What to work on » Reproduce the passage on Keys' household budget from the words "Budget pain points: Keys’" through the words "about $100 monthly.", substituting "food" for "groceries".

Excerpted passage »
----
Keys said the federal government should divert some funding on foreign affairs to lowering costs at home.

“Our country is prioritizing billions and billions to non-U.S. citizens, but I just don’t think I’ll ever understand that when you have Americans struggling,” he said. “I just feel like everybody’s price-gouging, everybody’s being greedy — corporate America mainly.”

Budget pain points: Keys’ most difficult expense by far is groceries, where price growth has finally settled down but at levels many households are still adjusting to. He’s grappling with what many parents of teenage boys can attest to: “They eat, man.”

He estimates spending about $300 every two weeks to keep the fridge filled, up from $100 a few years ago.

Utilities have also grown less predictable, with the state’s usual summer swelter ratcheting up to lethal levels and Dallas’ electricity costs spiking in recent years. Keys switched providers earlier this year after a more than $500 energy bill last winter, and now pays $150-200 per month. His water costs about $100 monthly.

Previously, he said, “It was nothing to take the family out and spend $200 and not be worried about it, because I knew that, like, ‘Hey, I’m gonna be able to go work a lot of hours next week.’”

Now, he focuses on meal prep, searching out deals for meat at the local WinCo, an employee-owned bulk store. He has considered selling one of his three older-model vehicles, but in the meantime limits gas fill-ups by switching between them when money’s tight.

A self-professed “sneakerholic,” Keys hasn’t added a pair of Jordans to his closet since last year. “Once I buy the kids school clothes and things, there’s nothing left for me,” he said.

But he’s determined to get back on his savings plan and wants to launch an athletic-apparel business soon.

“I’ve been there — not making any money at all,” he said. “Some people got it worse than me.”

The upcoming election: The Teamsters recently declined to endorse either presidential candidate, though more than two-dozen of the union’s local and affinity groups have backed Democratic Vice President Kamala Harris, whom Keys plans to vote for.
----
Given material »
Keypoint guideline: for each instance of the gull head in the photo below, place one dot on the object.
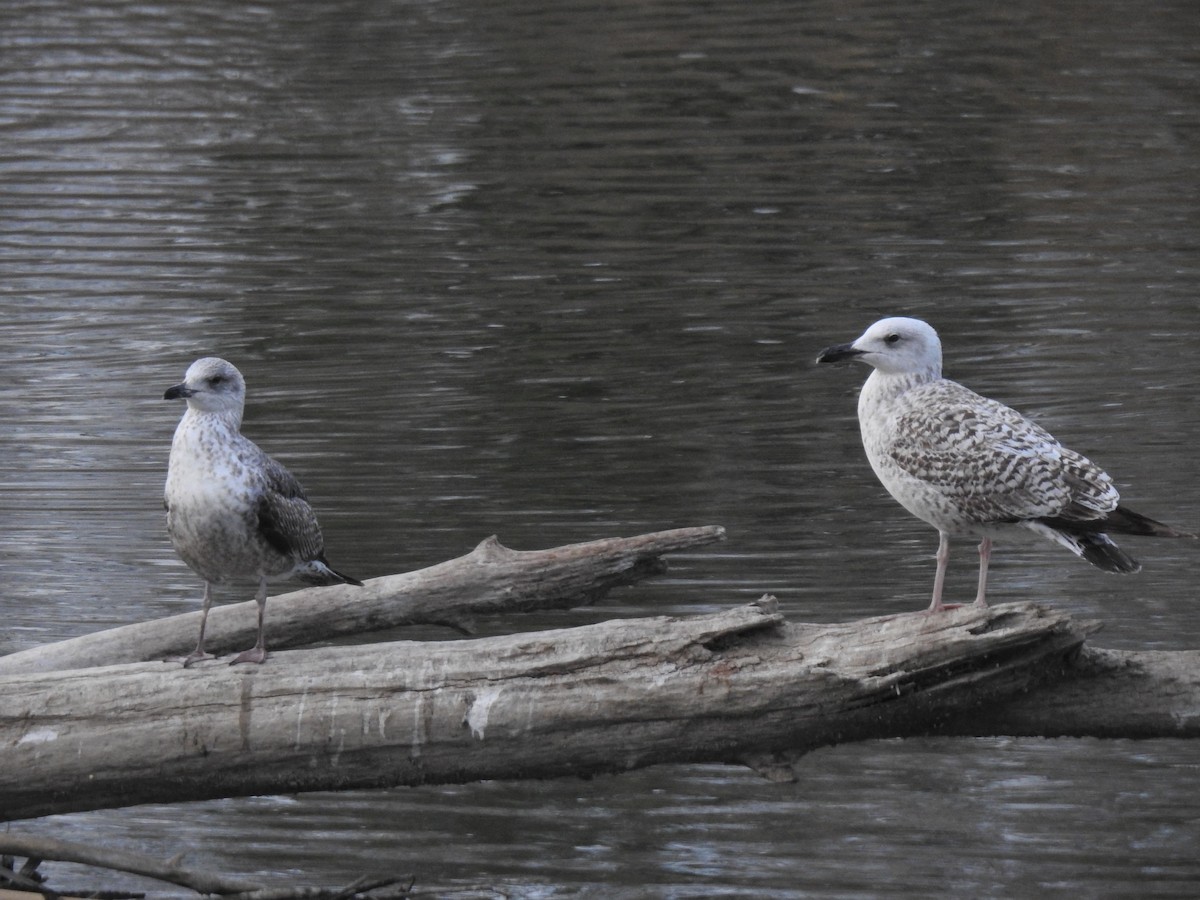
----
Exercise answer »
Budget pain points: Keys’ most difficult expense by far is food, where price growth has finally settled down but at levels many households are still adjusting to. He’s grappling with what many parents of teenage boys can attest to: “They eat, man.”

He estimates spending about $300 every two weeks to keep the fridge filled, up from $100 a few years ago.

Utilities have also grown less predictable, with the state’s usual summer swelter ratcheting up to lethal levels and Dallas’ electricity costs spiking in recent years. Keys switched providers earlier this year after a more than $500 energy bill last winter, and now pays $150-200 per month. His water costs about $100 monthly.